START EXCERPT TO READ
With the CEB dragging its feet over purchasing the plants and facilitating IPP’s to make huge profits, cabinet gave a further extension of six months to the March 23, 3016 agreement with Ace Power Embilipitiya on January 10, 2017, for a supplementary PPA, to extend the March 23, 2016 agreement by another six months. A similar extension to the original agreement with Ace Power Generation Matara, (Pvt.) Ltd. signed in August 2000 was also granted on January 10. The extensions were with the expectation that the power plants would be purchased.
However, on January 31, 2017 cabinet had allowed a one year extension for the agreements with the provision that the power plants are purchased within six months. The cabinet had instructed that the observations of the Ministry of Finance calling for a payment method that is most beneficial to the CEB be identified in the purchase of the said plants.
The payment methodologies adopted indicate that the cost is fully paid for within the ten year period the plants were originally obtained.
The April 5, 2018 PPA with Ace Power Embilipitiya was signed following a letter from the Secretary, Ministry of Power and Renewable Energy to the CEB, stating that Cabinet Memorandum of March 15, 2018 had been approved granting an extension of the agreement for three years.
END EXCERPT TO READ
START RECORDS
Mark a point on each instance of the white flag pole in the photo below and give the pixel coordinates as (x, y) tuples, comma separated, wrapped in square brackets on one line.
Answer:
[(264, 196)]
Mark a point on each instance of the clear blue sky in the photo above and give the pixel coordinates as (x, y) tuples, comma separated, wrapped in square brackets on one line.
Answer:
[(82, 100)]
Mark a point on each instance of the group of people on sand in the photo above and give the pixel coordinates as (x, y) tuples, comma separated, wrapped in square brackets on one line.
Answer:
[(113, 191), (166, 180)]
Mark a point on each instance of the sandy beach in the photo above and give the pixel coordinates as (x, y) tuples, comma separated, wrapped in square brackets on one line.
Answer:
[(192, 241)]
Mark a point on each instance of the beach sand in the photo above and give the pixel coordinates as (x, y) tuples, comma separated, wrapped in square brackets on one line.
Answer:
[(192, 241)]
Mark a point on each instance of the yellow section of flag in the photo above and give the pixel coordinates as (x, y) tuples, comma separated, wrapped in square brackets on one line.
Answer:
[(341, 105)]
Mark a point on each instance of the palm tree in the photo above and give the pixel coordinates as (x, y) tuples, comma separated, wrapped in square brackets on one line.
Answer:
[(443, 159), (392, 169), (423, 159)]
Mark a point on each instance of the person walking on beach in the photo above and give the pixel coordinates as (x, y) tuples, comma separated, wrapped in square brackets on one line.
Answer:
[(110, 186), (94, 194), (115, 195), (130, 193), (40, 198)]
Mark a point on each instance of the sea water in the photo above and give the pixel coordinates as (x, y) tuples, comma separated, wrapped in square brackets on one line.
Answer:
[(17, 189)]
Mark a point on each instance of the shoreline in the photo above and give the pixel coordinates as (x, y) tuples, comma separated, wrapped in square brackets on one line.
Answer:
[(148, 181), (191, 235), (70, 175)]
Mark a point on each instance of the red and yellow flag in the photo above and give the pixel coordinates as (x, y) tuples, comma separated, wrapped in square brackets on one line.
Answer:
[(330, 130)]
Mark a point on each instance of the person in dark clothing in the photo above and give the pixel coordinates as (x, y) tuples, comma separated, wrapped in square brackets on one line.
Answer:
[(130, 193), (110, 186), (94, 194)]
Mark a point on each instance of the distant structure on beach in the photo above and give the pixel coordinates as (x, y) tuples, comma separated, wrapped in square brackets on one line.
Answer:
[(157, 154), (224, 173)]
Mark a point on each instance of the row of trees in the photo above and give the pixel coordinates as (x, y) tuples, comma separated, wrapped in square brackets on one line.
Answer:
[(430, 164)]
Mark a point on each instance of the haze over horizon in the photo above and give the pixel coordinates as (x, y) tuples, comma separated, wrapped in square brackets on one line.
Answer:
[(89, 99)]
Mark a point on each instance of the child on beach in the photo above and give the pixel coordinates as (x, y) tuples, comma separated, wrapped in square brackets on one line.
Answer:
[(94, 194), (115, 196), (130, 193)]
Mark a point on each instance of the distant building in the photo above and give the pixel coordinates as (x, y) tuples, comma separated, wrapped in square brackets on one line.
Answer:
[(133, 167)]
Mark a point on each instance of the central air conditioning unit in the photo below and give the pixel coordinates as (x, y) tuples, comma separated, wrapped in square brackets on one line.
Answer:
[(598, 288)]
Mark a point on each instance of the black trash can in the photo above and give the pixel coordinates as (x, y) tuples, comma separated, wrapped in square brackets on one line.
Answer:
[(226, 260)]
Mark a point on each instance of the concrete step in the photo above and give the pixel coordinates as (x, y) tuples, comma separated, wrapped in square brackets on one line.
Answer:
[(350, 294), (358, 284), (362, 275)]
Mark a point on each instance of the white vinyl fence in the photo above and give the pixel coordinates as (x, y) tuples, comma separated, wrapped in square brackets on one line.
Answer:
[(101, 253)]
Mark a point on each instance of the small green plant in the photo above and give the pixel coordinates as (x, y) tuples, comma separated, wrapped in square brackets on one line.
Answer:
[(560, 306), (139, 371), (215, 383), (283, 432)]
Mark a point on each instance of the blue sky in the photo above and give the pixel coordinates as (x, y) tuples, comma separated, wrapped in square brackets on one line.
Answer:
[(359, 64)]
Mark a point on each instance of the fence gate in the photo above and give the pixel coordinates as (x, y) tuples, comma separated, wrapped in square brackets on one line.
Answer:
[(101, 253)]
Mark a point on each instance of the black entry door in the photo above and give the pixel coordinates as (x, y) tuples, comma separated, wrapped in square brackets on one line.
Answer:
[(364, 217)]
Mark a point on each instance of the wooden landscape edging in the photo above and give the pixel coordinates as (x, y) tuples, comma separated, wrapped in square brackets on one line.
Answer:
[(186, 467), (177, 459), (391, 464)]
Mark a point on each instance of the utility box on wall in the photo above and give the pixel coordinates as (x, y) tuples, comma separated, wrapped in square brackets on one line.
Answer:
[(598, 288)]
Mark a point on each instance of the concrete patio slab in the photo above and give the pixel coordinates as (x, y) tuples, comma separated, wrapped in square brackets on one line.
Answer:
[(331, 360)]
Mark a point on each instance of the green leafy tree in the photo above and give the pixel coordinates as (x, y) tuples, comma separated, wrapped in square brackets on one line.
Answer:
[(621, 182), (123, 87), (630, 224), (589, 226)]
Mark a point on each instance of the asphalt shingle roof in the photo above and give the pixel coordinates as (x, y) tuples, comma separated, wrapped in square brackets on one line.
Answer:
END RECORDS
OBJECTIVE 1: Write out every line of the entries again, from the line containing "Mark a point on each instance of the red" down to the line containing "[(130, 193), (110, 186), (94, 194)]", both included. Raise each coordinate in the answers by 111 and leave the requests as they are.
OBJECTIVE 2: Carry on with the piece about the Ace Power plant agreements, starting after its last sentence.

TASK OUTPUT 1:
Mark a point on each instance of the red and yellow flag in the photo above and give the pixel coordinates as (x, y) tuples, comma separated, wrapped in square brackets on one line.
Answer:
[(441, 241)]
Mark a point on each instance of the person in dark clothing in the photo above and give the pixel coordinates as (x, y) tuples, comma separated, wrapped in square brackets on one line.
Answer:
[(241, 304), (221, 297), (205, 305)]

TASK OUTPUT 2:
The tussle of the payment to Ace Embilipitiya began when the DGM Energy Purchases pointed out the irregularity of signing an agreement and requesting payments when the IPP had not obtained clearance from the Public Utilities Commission of Sri Lanka (PUCSL). The monthly invoice for the period April 6, 2018 to April 30, 2018 from Ace Power Embilipitiya (Pvt.) Ltd was approximately Rs. 840 million.
Set up in 2002, the PUCSL is tasked with policy formulation and regulation of water supply, electric power distribution, other public utilities and petroleum resources.
According to documents in our possession, on being informed in March this year that the Cabinet of Ministers had approved extensions for all three IPP’s, DGM Energy Purchases had, by letter dated March 29, 2018, requested Ace Power Embilipitiya (Pvt.) Ltd., Ace Power Generation Matara (Private) Ltd., and Asia Power (Pvt.) Ltd, to obtain the necessary license or at the least ‘no objection” letters from the PUCSL which would enable the CEB to enter into PPA’s with the said companies. PUCSL has not granted the approval due to non- compliance with section 43 of Sri Lanka Electrcity Act which requires that CEB follows competitive tender procedure in selecting power plants to purchase electricity. Counterpoint reliably learns that the Agreement with Ace Embilipitya has been entered into without following the tender procedure as per the Act.
In a letter from CEB Chairman to the PUCSL Chairman on April 5, 2018, he informs the latter of their need to go ahead with extending the PPA with Ace Power Embilipitya, ‘considering transmission constraints in the southern part of the grid and the anticipated power shortage of the future….”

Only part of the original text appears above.